● What you will do: Reproduce only this part of the listing: the line with "Identify every instance of the black", plus every line after it through the last.

● Records to process:
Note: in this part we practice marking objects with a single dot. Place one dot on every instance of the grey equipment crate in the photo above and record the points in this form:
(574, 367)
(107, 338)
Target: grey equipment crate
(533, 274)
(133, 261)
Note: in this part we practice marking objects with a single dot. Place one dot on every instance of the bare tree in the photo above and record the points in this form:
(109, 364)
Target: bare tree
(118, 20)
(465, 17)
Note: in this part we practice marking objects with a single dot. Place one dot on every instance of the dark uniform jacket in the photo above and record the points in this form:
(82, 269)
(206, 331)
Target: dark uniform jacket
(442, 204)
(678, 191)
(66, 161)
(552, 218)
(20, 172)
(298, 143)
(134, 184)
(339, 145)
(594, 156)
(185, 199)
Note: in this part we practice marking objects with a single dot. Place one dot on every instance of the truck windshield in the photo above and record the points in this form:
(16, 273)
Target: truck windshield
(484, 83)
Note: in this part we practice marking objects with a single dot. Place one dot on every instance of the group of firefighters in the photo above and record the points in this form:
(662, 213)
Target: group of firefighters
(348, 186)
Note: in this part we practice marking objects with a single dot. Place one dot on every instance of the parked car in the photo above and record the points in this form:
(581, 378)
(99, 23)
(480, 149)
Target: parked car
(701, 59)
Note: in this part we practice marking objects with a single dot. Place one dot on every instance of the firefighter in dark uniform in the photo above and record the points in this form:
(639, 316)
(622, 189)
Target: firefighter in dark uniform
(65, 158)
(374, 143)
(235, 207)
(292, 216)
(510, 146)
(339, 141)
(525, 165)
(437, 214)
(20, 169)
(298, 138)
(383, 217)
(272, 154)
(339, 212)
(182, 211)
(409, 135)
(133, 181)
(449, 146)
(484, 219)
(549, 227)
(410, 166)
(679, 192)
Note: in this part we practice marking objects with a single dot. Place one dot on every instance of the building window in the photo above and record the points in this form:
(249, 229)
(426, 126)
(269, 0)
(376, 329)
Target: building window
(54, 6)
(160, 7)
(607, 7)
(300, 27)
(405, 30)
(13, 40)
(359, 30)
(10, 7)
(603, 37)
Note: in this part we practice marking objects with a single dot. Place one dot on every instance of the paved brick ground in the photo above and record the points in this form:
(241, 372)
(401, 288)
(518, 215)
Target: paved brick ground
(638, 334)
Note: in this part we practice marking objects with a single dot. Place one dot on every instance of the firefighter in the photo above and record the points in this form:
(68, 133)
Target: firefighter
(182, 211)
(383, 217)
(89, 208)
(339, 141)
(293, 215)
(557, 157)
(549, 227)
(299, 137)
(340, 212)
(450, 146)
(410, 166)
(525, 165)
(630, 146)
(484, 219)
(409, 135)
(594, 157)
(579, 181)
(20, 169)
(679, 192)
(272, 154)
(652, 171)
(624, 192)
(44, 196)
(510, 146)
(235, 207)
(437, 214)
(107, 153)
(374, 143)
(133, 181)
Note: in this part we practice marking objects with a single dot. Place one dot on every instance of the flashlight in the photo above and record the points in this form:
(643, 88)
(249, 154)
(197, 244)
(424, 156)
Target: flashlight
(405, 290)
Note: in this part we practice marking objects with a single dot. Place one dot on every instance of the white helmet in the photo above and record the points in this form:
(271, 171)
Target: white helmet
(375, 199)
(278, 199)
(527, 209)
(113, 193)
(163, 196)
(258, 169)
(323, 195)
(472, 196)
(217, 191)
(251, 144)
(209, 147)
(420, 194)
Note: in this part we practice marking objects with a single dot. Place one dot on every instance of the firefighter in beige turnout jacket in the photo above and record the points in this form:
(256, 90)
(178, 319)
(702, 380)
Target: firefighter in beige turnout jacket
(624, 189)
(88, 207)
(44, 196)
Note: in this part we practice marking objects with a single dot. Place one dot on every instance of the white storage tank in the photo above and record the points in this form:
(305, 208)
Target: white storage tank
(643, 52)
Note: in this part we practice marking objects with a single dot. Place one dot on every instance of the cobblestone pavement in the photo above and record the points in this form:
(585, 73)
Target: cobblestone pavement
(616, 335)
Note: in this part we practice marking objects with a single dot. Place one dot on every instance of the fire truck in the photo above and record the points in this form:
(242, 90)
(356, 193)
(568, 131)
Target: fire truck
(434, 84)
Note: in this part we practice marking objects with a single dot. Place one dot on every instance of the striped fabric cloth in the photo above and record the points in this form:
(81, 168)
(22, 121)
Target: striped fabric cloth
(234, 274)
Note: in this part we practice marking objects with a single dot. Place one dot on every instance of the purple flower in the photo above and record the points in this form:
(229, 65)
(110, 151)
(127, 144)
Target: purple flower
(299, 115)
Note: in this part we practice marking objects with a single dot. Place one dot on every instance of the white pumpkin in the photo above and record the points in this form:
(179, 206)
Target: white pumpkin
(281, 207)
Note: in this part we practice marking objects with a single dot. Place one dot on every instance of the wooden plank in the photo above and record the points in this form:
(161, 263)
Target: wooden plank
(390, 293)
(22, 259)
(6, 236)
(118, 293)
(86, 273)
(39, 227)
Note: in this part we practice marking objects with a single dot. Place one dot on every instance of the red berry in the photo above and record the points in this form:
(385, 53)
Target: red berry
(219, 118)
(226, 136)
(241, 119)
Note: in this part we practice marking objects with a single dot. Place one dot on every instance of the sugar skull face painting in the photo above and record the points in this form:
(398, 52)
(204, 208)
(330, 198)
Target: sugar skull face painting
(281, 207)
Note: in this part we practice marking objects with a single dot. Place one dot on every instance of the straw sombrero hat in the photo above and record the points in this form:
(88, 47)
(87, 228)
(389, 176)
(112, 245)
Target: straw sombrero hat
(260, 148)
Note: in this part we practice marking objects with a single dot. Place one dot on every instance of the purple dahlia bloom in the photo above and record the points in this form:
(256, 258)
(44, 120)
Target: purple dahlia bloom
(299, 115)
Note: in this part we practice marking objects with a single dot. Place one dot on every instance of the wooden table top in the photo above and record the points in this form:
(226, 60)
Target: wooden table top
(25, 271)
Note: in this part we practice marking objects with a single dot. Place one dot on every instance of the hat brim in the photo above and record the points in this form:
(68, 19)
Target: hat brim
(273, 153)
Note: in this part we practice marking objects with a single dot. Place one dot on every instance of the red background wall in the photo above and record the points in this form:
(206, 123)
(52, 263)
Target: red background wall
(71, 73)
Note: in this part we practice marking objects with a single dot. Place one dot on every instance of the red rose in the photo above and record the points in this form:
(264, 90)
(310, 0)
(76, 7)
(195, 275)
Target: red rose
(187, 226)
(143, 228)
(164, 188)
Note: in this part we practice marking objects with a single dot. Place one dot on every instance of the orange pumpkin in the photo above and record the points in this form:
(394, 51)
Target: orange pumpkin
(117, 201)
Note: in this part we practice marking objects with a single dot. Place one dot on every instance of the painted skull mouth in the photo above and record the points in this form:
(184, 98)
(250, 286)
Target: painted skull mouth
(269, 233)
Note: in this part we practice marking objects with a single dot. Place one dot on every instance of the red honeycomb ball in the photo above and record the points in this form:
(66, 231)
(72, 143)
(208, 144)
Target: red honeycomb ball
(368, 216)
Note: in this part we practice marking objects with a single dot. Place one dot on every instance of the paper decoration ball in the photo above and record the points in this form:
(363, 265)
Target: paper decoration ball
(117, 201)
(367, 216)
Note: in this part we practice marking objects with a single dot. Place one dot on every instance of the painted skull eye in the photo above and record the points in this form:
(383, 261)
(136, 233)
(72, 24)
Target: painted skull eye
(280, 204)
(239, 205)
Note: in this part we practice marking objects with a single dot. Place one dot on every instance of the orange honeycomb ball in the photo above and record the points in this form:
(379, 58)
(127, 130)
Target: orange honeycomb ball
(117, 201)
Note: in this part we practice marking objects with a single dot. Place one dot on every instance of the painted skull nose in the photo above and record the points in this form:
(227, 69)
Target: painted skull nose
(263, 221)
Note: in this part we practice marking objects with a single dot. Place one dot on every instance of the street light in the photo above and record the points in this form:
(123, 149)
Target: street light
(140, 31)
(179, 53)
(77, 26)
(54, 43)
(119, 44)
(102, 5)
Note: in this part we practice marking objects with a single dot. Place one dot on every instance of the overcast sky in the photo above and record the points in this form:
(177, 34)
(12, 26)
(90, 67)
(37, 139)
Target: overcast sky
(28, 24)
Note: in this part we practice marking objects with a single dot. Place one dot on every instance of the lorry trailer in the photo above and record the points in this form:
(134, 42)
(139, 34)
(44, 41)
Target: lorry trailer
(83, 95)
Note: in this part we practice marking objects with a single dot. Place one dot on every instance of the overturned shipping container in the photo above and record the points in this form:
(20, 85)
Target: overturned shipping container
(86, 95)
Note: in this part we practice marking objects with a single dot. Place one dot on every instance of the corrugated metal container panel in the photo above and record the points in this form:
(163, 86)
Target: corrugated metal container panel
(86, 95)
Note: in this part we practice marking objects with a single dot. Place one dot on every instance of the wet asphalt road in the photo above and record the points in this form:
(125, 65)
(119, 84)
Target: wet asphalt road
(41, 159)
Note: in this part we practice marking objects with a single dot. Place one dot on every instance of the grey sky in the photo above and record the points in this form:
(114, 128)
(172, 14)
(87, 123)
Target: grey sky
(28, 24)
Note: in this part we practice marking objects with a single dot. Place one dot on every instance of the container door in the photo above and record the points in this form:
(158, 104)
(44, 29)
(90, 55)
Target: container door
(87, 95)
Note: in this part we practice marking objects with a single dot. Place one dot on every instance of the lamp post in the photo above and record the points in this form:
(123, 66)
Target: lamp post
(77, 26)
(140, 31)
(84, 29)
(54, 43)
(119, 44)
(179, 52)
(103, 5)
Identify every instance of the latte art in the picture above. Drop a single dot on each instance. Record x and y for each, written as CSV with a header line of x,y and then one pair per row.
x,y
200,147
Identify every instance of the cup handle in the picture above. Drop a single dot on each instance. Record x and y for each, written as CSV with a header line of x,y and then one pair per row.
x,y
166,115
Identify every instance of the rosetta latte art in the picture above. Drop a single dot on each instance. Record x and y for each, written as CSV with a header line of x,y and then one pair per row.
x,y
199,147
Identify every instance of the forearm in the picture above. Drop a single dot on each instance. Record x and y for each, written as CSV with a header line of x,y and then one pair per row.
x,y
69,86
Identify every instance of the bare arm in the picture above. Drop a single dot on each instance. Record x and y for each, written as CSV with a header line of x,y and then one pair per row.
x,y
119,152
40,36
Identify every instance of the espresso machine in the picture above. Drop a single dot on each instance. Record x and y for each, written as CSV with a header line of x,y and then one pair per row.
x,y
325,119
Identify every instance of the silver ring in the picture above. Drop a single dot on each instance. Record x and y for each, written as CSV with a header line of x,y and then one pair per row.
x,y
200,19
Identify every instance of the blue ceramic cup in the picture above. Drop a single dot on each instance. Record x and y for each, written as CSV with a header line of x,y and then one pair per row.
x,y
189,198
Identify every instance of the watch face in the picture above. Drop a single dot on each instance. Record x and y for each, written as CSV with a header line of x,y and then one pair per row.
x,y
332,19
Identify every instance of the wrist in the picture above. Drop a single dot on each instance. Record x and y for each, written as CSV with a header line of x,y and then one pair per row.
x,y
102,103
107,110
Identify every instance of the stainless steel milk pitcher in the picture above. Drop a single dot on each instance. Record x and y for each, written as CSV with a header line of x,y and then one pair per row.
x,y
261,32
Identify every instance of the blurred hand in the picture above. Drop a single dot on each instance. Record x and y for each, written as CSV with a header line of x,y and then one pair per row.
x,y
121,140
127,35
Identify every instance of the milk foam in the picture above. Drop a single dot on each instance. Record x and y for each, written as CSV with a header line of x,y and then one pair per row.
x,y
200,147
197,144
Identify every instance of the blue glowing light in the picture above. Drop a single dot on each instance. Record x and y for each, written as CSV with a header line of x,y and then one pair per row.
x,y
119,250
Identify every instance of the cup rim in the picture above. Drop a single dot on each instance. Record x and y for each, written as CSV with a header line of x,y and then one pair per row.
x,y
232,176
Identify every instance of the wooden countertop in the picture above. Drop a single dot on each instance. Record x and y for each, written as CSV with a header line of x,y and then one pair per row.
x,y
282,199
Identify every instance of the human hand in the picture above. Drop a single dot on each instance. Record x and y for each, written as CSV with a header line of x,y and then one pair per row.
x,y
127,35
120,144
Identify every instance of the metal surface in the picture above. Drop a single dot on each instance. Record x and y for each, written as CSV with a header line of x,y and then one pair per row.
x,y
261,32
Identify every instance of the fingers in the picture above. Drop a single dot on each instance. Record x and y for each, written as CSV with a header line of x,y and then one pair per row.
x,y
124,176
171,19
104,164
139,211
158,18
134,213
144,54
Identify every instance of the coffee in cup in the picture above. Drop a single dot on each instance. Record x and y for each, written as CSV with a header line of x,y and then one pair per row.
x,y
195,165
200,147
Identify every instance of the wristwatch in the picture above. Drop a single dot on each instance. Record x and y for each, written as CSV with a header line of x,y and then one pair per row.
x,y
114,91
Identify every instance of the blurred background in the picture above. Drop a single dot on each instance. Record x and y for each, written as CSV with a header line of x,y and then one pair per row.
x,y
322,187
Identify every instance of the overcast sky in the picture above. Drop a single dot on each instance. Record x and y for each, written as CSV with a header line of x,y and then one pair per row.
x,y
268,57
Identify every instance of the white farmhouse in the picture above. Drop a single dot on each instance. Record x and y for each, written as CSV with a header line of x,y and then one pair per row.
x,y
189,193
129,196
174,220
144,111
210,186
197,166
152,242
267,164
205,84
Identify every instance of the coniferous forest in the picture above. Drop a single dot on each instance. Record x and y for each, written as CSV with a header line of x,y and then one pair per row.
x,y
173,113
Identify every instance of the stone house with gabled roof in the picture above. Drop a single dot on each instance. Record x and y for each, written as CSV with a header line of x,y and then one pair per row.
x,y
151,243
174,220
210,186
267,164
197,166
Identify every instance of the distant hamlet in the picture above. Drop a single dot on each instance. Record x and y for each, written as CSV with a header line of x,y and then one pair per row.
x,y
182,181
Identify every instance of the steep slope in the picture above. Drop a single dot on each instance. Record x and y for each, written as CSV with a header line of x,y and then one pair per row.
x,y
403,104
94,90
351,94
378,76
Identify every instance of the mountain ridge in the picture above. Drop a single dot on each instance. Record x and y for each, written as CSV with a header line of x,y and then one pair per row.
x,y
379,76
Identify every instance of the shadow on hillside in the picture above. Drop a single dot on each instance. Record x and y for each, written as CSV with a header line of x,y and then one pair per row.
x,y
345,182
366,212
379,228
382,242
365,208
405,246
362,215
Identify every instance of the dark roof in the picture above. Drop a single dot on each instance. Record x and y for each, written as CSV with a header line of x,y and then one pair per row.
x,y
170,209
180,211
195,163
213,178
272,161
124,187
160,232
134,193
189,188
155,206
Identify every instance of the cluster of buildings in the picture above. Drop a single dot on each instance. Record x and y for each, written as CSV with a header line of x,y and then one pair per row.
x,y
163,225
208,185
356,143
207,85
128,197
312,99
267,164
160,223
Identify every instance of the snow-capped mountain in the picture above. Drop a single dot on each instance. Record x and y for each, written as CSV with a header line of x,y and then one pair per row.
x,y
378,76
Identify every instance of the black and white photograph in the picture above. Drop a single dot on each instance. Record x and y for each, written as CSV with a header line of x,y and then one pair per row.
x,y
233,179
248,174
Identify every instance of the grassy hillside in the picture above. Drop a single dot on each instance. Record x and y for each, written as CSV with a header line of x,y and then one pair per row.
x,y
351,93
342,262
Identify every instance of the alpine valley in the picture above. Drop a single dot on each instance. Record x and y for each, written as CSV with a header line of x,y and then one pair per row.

● Result of the task:
Identify every instance of the black and white photograph in the picture above. Drop a single dot on each instance. Record x and y for each, written as CSV with a header line of x,y and then one pair per row.
x,y
233,179
248,174
Identify every instance of the grassy hillside in the picture above. Drop a single dot on each instance. Record x and y for each, written as CSV with a header line of x,y and then one pair per row.
x,y
351,93
342,262
Identify every instance of the alpine valley in the picture above. Drop a single dot on each instance. Record x and y for each, written as CSV with a header line of x,y and then one pair per row.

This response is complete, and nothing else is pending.